§ Written problem
Rewrite every line of the entries below, requests included, scaling each pixel coordinate in the answers by 1.55 and rounding to the nearest whole number, with halves rounded up. Omit the pictures from your reply.

§ Provided records
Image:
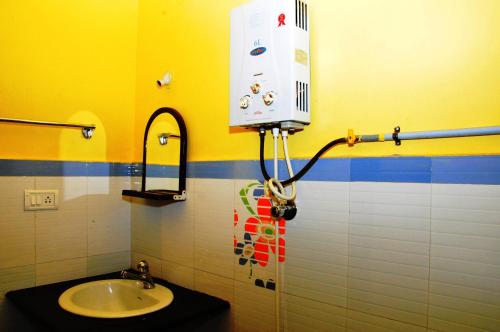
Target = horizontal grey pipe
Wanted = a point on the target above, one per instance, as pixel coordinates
(46, 123)
(465, 132)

§ Response to the task
Image:
Target = horizontal grey pipe
Wanted = a point on the target above, one per instance, as pixel coordinates
(71, 191)
(721, 205)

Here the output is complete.